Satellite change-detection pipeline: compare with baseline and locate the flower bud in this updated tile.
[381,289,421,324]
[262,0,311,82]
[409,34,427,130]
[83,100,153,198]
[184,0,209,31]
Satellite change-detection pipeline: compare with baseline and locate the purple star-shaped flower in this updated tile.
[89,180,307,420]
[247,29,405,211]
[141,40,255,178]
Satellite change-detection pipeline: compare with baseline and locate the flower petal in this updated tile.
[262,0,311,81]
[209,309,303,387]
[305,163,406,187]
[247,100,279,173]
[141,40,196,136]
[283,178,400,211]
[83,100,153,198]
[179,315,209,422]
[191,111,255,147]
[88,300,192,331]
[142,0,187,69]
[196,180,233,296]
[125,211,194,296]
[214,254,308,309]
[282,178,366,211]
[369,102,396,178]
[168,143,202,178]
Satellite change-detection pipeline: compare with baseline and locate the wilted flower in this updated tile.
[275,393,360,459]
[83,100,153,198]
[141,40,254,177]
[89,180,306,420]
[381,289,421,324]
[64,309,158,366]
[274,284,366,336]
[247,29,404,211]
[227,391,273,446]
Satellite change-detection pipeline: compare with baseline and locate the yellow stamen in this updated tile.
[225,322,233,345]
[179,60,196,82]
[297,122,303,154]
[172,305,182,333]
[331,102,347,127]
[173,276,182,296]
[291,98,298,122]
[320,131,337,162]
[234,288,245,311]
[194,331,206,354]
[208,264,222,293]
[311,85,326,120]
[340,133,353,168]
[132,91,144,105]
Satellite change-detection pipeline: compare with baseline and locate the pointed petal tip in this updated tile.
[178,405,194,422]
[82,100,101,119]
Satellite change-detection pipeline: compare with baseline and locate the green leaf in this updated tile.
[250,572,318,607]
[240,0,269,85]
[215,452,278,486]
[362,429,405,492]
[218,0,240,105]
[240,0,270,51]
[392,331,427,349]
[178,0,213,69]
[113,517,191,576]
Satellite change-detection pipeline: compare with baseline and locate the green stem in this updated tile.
*-*-*
[Goal]:
List every row above that contains the word "flower". Treat the match as case-sensitive.

[Task result]:
Satellite change-detection pipeline: compare with baseline and locate the flower bud in this updated tile.
Satellite change-detection pipeline: compare with baseline and locate the purple star-shaped flower in this updated tile.
Satellite change-detection pipeline: compare with baseline and locate the flower petal in this updated tile.
Satellite change-detection pipeline: compare with baseline and locate the wilted flower in this updated tile.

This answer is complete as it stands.